▶ _Work instructions_
Give the lines starting at the one containing "Would you be able to locate the moss" and ending at the one containing "<point>14,60</point>" as a two-column CSV with the columns text and answer. Put the first of those lines in text and the lines after it in answer, with line breaks replaced by spaces and each field in double quotes.

● ● ● ●

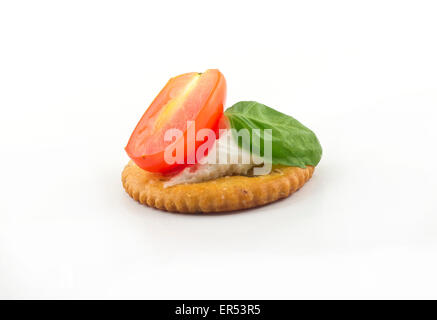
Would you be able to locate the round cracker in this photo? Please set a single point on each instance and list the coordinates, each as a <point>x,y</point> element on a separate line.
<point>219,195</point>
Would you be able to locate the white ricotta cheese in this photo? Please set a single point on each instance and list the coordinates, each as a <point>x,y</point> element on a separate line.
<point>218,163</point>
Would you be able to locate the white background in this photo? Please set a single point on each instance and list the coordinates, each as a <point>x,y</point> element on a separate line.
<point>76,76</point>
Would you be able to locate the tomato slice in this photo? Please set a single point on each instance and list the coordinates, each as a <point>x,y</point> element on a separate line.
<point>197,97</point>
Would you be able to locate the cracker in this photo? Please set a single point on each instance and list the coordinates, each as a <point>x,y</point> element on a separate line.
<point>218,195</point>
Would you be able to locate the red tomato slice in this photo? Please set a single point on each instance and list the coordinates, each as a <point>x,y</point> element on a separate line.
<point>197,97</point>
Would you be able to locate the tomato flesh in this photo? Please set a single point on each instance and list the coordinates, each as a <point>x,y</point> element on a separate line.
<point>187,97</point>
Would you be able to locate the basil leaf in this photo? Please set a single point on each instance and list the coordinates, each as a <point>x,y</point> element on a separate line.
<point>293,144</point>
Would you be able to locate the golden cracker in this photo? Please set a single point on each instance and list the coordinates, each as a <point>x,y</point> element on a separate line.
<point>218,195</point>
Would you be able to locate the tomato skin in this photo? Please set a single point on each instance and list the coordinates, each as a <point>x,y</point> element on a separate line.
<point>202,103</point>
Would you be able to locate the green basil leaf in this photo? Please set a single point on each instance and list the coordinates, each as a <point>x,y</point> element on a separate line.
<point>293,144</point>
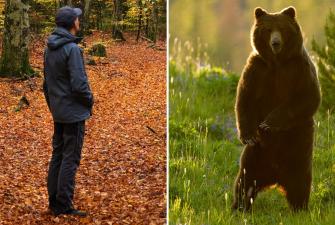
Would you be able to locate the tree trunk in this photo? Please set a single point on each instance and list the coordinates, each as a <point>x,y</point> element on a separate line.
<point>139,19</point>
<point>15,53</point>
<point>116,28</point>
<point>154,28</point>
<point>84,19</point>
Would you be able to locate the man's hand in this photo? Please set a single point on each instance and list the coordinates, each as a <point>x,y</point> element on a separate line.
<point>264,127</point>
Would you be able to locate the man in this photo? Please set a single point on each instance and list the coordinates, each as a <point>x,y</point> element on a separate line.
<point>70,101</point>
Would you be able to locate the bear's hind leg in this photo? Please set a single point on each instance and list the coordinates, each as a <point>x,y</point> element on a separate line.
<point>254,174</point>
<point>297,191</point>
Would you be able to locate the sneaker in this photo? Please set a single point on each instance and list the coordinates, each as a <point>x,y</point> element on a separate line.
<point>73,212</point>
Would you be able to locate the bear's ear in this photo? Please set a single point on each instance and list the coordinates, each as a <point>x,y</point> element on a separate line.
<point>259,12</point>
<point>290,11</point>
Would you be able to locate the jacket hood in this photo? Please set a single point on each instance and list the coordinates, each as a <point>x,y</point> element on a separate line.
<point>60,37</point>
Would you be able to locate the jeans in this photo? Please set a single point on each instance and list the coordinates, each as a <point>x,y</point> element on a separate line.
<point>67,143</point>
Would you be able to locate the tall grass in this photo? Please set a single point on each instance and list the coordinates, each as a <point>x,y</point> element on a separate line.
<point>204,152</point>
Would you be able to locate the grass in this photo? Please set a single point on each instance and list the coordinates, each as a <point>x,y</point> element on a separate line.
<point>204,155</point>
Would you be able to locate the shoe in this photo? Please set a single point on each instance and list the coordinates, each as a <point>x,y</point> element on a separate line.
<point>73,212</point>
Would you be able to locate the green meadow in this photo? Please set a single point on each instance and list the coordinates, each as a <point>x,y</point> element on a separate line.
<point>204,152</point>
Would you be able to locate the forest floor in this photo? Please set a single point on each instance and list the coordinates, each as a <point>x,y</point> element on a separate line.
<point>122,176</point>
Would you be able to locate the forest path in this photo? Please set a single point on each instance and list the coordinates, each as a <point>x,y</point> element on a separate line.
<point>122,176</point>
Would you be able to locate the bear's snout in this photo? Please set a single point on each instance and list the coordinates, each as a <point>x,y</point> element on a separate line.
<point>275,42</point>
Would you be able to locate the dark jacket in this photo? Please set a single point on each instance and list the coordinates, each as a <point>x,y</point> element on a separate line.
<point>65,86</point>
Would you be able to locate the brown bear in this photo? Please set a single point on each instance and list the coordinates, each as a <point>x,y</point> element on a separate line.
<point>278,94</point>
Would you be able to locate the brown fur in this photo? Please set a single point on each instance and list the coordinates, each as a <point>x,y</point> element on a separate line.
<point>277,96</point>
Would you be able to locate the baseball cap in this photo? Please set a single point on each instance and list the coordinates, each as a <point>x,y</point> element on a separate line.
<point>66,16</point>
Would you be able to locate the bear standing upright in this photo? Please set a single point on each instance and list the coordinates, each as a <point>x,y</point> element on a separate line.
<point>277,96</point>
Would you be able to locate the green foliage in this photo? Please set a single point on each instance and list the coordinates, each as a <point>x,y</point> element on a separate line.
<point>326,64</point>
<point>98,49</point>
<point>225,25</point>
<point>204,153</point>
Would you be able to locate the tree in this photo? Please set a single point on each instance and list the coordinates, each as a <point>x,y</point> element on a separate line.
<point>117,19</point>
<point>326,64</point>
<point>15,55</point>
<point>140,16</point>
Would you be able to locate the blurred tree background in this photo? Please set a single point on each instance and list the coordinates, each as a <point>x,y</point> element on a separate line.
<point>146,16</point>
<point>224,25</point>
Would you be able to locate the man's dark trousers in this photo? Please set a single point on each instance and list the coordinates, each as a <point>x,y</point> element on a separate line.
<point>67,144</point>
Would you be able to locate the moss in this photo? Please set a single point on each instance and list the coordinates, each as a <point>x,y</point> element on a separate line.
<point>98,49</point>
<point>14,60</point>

● ● ● ●

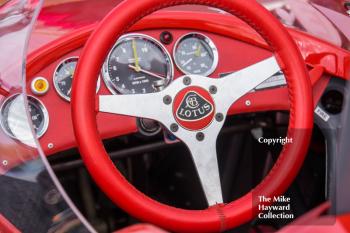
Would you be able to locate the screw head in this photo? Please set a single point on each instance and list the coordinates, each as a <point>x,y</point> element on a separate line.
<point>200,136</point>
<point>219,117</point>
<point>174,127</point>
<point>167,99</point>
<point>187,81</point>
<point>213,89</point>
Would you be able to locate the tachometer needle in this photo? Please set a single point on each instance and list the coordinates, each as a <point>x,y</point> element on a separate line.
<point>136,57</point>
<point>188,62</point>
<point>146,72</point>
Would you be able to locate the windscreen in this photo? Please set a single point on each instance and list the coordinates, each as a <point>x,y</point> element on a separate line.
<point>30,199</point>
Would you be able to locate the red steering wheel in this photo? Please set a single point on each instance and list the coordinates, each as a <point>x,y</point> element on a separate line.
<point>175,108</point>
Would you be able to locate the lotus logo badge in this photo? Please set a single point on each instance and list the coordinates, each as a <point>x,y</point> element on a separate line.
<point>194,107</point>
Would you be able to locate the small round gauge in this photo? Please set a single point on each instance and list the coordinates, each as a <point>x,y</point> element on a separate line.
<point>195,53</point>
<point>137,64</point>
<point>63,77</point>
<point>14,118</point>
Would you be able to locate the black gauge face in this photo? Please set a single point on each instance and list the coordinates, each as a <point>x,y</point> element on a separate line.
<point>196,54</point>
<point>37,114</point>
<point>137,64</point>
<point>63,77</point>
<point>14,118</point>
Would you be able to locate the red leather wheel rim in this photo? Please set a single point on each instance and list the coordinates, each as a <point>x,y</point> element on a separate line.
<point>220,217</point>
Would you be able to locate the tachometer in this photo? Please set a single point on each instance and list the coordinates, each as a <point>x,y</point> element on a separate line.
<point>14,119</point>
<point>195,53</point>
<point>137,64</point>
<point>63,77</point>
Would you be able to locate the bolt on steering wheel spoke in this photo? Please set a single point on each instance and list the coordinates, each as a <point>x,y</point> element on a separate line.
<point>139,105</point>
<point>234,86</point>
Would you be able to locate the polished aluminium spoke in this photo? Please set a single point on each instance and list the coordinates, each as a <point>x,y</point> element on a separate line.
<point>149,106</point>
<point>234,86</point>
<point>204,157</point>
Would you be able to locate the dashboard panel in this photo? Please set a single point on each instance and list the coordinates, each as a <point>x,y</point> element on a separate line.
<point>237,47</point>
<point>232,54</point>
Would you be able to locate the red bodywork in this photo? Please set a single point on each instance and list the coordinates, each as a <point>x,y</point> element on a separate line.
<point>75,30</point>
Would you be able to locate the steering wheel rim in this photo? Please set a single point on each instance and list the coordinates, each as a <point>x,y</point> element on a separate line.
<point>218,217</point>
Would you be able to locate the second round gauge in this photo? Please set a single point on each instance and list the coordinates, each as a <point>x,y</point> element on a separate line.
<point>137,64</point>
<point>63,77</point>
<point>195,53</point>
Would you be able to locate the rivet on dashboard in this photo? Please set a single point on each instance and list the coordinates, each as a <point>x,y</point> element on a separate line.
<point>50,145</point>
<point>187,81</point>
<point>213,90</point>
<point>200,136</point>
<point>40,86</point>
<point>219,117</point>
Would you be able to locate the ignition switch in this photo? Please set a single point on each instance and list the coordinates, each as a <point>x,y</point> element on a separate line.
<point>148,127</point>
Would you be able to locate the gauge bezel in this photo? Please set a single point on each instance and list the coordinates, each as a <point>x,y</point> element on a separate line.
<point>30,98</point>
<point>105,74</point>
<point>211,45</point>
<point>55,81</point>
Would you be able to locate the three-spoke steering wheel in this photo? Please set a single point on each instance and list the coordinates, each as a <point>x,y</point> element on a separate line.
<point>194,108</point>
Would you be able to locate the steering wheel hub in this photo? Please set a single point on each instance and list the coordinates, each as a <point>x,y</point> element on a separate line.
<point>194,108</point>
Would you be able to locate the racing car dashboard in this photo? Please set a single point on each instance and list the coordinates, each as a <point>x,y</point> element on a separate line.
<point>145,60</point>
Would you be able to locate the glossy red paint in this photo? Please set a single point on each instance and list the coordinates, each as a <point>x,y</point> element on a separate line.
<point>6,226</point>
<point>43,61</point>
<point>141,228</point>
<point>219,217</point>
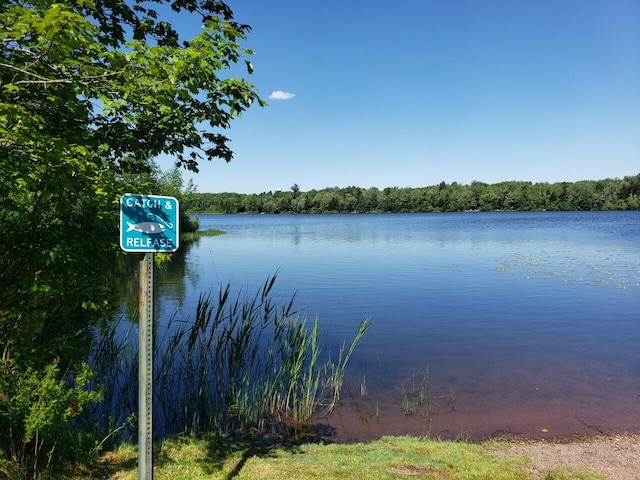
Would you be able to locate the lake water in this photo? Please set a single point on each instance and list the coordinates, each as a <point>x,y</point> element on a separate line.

● ● ● ●

▶ _Task result_
text,answer
"Would you be able to locate the moss in this photo? Please set a single point on each instance and list the coordinates, each as a <point>x,y</point> element on a separate line.","<point>98,49</point> <point>14,60</point>"